I love how you go so in depth to the science of the food but still keep it interesting and easy enough to understand. Can't wait to clear up some freezer space so I can make a batch or two for cookie emergencies! 🍪🥰
P.S. My favourite cookie is the chocolate chip, but a good oatmeal raisin is a close second!
Thank you so much! Can't wait for you to try the recipe. Let me know how it goes!
Btw, I'd recommend making a double batch. That's what I always do so that I can bake some and freeze the rest. One batch won't last long!
@@sheldoskitchenis it okay if my eggs has been chilled for 4 days
I made this. I watched the video about 5-6 times to make sure I had it. I followed the recipe to a T. And my GOD are they good!!!! There is something about the brown butter that makes it so good. Like he describes it, the outer edge is crispy but the inside is still gooey goodness. I cannot wait to make the other recipes on your channel because if as simple as chocolate chip cookies can be elevated like this, I can only imagine how good the other recipes will be. Thank you Sheldo!!!! I have subscribed🧡
AH! Your comment just made my day. Aren't these cookies something?? I love that it's such basic ingredients but transformed through technique into something pretty marvellous. Cheers Jamie! :)
i’ve made these cookies more than a dozen times now (i had a bake sale) and my goodness they are the most delicious cookies i’ve ever made.
i did make some adjustments based on my own preferences (reducing the sugar to 75g of brown sugar and 75g of white sugar) while also swapping chocolate chips for chopped chocolate.

====

- _COMPLETE THE FOLLOWING_:
[1] Revise the cookie recipe comments, beginning at the words "I love how you" and stopping after "a close second!", with "freezer" changed to "pantry".
[2] In the cookie recipe comments, what amounts of sugar did the commenter who held a bake sale use?
[3] Pick up the cookie recipe comments where they stop and keep them going.

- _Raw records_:

====

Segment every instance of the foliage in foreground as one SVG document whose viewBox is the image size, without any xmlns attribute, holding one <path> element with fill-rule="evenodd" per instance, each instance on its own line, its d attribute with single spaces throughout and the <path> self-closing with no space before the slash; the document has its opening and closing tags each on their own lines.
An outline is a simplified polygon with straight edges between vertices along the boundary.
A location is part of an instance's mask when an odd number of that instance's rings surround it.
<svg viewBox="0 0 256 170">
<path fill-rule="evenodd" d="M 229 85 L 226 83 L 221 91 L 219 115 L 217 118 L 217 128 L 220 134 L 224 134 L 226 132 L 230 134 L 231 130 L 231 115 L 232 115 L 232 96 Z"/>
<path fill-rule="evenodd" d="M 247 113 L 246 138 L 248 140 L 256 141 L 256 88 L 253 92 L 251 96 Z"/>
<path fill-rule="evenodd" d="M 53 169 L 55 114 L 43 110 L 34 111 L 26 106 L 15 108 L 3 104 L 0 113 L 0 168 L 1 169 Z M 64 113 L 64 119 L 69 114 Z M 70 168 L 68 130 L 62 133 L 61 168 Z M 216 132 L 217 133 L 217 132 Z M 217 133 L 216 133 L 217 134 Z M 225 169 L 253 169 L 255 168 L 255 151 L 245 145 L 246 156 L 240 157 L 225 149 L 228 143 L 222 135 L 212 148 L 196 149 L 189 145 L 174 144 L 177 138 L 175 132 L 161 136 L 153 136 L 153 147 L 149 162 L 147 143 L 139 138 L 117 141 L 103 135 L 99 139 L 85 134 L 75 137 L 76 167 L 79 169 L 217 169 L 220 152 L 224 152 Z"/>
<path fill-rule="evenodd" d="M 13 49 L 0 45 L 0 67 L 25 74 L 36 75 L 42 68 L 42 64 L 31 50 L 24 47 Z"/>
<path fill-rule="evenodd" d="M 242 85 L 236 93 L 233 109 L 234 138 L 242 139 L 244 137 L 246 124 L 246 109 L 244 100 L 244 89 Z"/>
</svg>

====

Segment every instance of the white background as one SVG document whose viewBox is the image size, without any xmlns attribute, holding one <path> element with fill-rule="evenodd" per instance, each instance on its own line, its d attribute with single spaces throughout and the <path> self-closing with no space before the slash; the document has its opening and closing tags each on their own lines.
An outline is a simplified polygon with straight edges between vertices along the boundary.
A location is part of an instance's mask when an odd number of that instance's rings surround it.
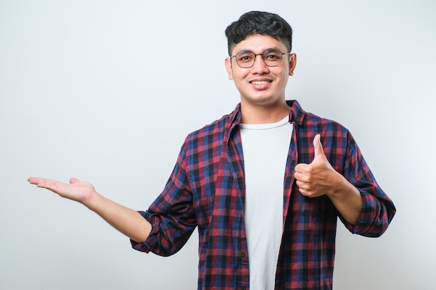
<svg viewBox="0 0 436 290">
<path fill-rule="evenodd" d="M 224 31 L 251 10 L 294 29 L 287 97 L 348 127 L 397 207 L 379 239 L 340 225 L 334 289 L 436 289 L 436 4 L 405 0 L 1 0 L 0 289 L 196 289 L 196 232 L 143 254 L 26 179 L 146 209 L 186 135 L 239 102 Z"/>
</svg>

====

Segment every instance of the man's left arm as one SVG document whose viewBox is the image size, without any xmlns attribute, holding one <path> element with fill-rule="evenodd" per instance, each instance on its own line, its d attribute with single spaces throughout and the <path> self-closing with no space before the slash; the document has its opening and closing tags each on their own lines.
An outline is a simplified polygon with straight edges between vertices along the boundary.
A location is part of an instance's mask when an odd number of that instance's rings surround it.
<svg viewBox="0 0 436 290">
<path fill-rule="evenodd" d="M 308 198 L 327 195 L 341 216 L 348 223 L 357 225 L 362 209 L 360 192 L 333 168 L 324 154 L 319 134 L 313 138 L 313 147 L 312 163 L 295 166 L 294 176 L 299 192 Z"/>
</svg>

====

- _FINAL ANSWERS_:
[1]
I love how you go so in depth to the science of the food but still keep it interesting and easy enough to understand. Can't wait to clear up some pantry space so I can make a batch or two for cookie emergencies! 🍪🥰
P.S. My favourite cookie is the chocolate chip, but a good oatmeal raisin is a close second!

[2] 75g of brown sugar and 75g of white sugar.

[3]
one thing anyone making this recipe should be aware of is that the 30 minutes in the fridge should be strictly followed, and make sure to put the rest of your dough back in the fridge while your first batch is baking, because i didn’t and ended up with cookies that spread a bit too much even though they were on my counter for 10 minutes tops. the texture of your cookie changes drastically depending on the time it was in the fridge.
all in all, thank you sheldo for your amazing recipe. all the cookies sold out at the bake sale thanks to your help!
Sheldo.. thank you so much for this recipe! I had two failed attempts at almond roca recipes. One of them I was able to save at a point before it turned to a sugar cement block so I looked for something to use the browned butter, sugar and all those chocolate chips and almond for. No way was I going to go for three attempts! These cookies are so yummy! Because I had a full cup of white sugar with a cup of browned butter, rather than add brown sugar, I added molasses. I don't know how much it was as I just kept smelling as the food processor whipped the heck out of the separated browned butter and sugar. Maybe a third cup? Anyway, you have saved at least half the failures in a way that is an absolute win. Thank you... and I will absolutely make these again!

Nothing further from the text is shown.